> [Problem to work on]: If a record holds a picture, drop the picture and copy everything else exactly.

> [Listed records]:
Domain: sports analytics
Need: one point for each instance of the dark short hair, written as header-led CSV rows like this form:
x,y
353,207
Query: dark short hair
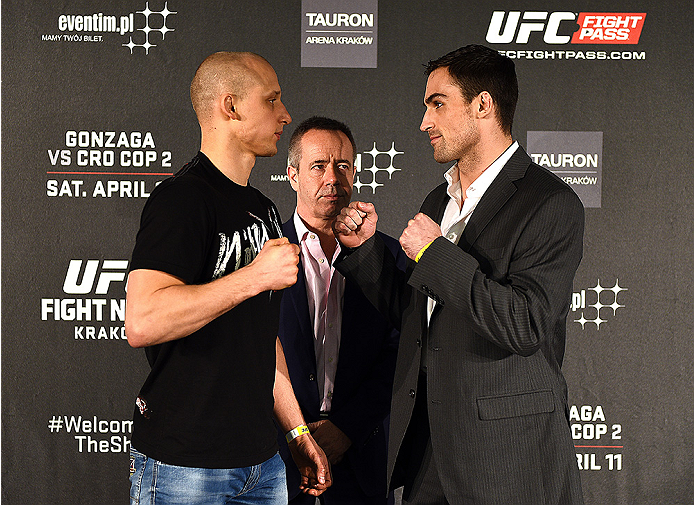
x,y
316,123
476,68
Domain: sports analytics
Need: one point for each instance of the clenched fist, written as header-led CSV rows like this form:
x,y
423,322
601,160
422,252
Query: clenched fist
x,y
276,266
419,232
355,224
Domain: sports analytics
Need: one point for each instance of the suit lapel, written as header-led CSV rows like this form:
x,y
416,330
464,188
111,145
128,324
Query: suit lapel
x,y
299,302
498,193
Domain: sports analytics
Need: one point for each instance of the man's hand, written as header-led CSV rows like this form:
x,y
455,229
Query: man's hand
x,y
355,224
419,232
276,266
331,439
312,463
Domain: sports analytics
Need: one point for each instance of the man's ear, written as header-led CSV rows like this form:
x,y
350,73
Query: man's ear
x,y
228,106
293,176
485,104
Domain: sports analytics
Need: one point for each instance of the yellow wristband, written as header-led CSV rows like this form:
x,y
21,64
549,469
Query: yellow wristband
x,y
419,254
296,432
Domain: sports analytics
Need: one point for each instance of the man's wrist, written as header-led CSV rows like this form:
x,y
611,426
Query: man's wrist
x,y
421,251
302,429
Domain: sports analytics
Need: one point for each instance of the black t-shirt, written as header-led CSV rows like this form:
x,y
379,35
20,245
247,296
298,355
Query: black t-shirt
x,y
208,400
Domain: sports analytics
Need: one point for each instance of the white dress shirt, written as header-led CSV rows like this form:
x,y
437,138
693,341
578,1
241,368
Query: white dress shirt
x,y
455,212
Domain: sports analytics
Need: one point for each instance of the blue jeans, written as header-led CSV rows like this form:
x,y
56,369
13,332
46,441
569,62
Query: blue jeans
x,y
155,483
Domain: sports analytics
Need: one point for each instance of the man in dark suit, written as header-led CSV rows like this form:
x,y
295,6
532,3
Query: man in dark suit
x,y
340,351
479,412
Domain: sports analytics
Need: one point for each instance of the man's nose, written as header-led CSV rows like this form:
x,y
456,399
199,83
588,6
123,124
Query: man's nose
x,y
427,124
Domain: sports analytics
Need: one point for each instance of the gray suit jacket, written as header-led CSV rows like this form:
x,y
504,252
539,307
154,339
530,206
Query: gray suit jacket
x,y
496,397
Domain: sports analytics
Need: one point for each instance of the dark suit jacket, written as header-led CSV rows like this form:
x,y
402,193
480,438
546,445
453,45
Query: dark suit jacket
x,y
364,378
497,400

> [Solution to the exercise]:
Domain: sports analytics
Need: one point for each instance of the dark short hair, written as header-led CSV rows like this form:
x,y
353,207
Query: dark short hair
x,y
316,123
476,68
Domain: sports analytics
Need: one point for each instance of the clenched fist, written as header-led CSV rows like this form:
x,y
423,322
601,160
422,252
Query: clenched fist
x,y
276,266
419,232
355,224
Domain: sports analytics
Need: one point for each instance of the suit lapel, written as header-led CSV rows like this form:
x,y
416,330
464,188
111,145
128,324
Query: suit lapel
x,y
299,302
498,193
Domain: sports analytics
Need: one point for each instance of the man's hand, written as header-led CSV rows like this form:
x,y
455,229
Query: man's hand
x,y
355,224
419,232
276,266
331,439
312,463
Domain: sports analytics
Need: one point for each instance of the man's ear, written as header-led CSV rows like this form:
x,y
350,73
Query: man's ear
x,y
228,106
293,176
485,104
Domain: sports analytics
Need: one point for each instance of the yellow wristband, written as header-led CSV rows like this form:
x,y
21,64
549,469
Query: yellow wristband
x,y
419,254
296,432
Domain: sports analytics
Need: one point for each instance of the man's wrist, written as header-led CSV rows like this form:
x,y
611,426
Query: man's wrist
x,y
421,251
302,429
Domain: sports analytics
Need: one point for each instance of the black t-shirt, written as header-led CSV rows like this form:
x,y
379,35
20,245
247,296
298,355
Query: black t-shirt
x,y
208,400
Domain: sports analytics
Need: one point for each instance of the white dress shirt, written as header-led CSV rows like this form:
x,y
437,138
693,341
578,1
241,368
Query: white dress shirt
x,y
455,212
Domain: sports analytics
Need: one point for each instance of the blue jeans, written as header-led CSV rows like this form:
x,y
56,369
13,332
46,441
569,62
Query: blue jeans
x,y
155,483
Domain: sports analytics
Need: one point for each instance of the man in dark suit, written as header-led CSV rows like this form:
x,y
295,6
532,3
Query: man in dark suit
x,y
340,351
479,412
Domain: sports analytics
Need: one point for each instance of the man's nose, written as header-led CSV rows like this form:
x,y
456,399
199,83
588,6
123,124
Query: man's nose
x,y
427,124
Domain: sports analytics
Need: one point for each instance of the gray suit jacket, written as header-led CSV rows like this form:
x,y
504,252
539,307
154,339
530,206
Query: gray suit jacket
x,y
496,397
Domain: sports analytics
Need: one point for each instance of the dark suit jacket, written as header-led CSV rows like this form:
x,y
402,193
480,438
546,445
453,45
Query: dark suit jacket
x,y
364,378
497,400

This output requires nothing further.